## GIVEN PASSAGE
·····

After 16 years at Barnard, Provost Elizabeth Boylan will step down on June 30 in pursuit of “new experiences” at the Alfred P. Sloan Foundation.
“It’s hard—I have loved this place,” Boylan said on Wednesday. “This opportunity really fell into my lap not too long ago. … If I could design for myself the perfect job, this would certainly be one of three.”
As provost, Boylan secured program grants, developed a faculty mentoring system, and worked to increase tenure rates and the number of female and minority faculty members. She also serves as a tenured professor of biology.
Verna Patti, BC ’11, said she remembered meeting Boylan, her academic adviser, during the New Student Orientation Program three and a half years ago.
“It didn’t feel like she was just checking off a list of questions to ask her advisees. She was genuinely interested in what I wanted to study and what kind of activities I wanted to do,” Patti said, adding that, even though Boylan is a “behind-the-scenes” administrator, she still sought out close relationships with students.
Patti said she continues to seek Boylan’s advice and serves alongside her on the Barnard board of trustees.

·····

## DATA SUPPLIED
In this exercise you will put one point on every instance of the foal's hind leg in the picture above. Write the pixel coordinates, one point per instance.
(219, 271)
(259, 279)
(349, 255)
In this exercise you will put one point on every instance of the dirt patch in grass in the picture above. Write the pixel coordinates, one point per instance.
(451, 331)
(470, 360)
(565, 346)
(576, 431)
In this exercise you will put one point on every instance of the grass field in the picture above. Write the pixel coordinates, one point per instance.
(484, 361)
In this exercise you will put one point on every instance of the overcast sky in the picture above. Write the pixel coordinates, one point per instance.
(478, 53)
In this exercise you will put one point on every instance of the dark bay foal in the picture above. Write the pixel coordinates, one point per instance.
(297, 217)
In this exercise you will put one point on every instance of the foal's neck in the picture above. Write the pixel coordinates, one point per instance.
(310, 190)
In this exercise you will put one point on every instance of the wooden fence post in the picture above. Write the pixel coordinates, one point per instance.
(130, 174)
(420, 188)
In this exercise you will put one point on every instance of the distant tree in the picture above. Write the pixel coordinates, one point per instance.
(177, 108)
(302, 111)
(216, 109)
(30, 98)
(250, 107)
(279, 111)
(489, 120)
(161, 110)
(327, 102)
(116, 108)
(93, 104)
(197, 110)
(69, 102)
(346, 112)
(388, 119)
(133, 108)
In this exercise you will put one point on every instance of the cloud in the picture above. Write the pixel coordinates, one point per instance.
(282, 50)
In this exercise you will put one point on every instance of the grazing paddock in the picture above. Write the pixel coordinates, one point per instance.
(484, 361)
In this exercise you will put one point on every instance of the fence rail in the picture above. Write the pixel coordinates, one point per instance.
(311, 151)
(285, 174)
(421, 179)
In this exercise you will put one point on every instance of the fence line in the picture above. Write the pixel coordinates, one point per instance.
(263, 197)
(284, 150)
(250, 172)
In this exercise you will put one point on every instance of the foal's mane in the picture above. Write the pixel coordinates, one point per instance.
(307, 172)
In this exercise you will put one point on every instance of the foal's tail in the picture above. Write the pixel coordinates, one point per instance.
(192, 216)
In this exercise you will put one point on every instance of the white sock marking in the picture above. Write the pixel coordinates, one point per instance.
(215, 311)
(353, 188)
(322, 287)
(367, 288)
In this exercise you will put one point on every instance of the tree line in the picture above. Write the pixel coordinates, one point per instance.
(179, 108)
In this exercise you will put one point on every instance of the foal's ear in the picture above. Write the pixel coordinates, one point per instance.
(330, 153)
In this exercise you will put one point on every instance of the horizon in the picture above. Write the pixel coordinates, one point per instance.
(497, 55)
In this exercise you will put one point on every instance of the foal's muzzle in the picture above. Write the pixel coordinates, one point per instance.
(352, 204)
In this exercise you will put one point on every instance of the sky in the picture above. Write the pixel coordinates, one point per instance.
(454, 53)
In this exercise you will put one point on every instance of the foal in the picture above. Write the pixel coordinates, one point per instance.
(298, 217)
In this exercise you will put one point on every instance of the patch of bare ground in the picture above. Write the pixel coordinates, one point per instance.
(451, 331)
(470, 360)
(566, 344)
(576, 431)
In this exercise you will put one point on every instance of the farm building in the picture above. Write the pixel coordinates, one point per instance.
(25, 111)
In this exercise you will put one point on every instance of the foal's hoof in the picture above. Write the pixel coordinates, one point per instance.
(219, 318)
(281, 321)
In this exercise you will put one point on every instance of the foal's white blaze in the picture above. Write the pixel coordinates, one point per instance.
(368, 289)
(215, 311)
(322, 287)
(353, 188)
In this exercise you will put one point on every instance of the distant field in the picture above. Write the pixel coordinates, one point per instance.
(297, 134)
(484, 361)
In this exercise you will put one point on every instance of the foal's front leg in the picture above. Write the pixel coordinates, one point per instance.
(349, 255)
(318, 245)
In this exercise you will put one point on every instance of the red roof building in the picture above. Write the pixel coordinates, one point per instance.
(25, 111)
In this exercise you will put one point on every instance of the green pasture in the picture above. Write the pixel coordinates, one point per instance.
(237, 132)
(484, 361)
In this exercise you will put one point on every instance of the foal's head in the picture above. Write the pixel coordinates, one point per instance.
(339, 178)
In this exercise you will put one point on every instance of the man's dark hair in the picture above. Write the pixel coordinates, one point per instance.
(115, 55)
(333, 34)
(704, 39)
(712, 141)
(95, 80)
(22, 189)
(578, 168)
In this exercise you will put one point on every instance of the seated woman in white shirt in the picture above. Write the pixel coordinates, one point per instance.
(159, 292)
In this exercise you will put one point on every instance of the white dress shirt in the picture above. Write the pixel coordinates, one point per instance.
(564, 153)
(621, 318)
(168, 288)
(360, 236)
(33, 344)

·····

## THINGS TO DO
1. In the article on Provost Boylan's departure, what organization is Boylan leaving Barnard to join?
2. Render this sentence from the article on Provost Boylan's departure in Spanish: "She also serves as a tenured professor of biology."
3. Write a continuation of the article on Provost Boylan's departure, starting after its final sentence.
None of the material is needed here.

## EXERCISE RESULTS
1. The Alfred P. Sloan Foundation.

2. También se desempeña como profesora titular de biología.

3.
Peter Connor, chair of the Barnard French department, said he has spent most of his 19 years at Barnard working with Boylan.
“Barnard seems unimaginable without Liz,” he said.
Connor added that, despite her background in the sciences, Boylan has given equal attention to all departments.
“She’s almost like Solomon in her wisdom and judgment on tricky issues,” he said. “She’s not just an administrator seeking to resolve a particular problem. She’s someone genuinely interested in college life and the way education works.”
Boylan will serve as program director for the Alfred P. Sloan Foundation, a nonprofit organization that provides financial support for scientific and technological research. She will focus on finding grants to increase minorities’ access to graduate education in the sciences.
After Boylan steps down from her post at the end of June, Paul Hertz, who has taught biology at Barnard since 1979, will fill in as interim provost. Connor called Hertz a “terrific” and “very well respected” choice.
John Glendinning, chair of the biology department, said Boylan will be best remembered for increasing the percentage of tenured female faculty, expanding the range of technological resources, and advocating for the incorporation of active learning techniques in the sciences.
“I have never heard a single critical word spoken about her,” Glendinning wrote in an email. “We will all miss her.”
Janet Jakobsen, director of the Barnard Center for Research on Women, said Boylan has been instrumental in BCRW’s launch of an online feminist journal and archive.
“Her support has been the key to our major accomplishments,” Jakobsen said.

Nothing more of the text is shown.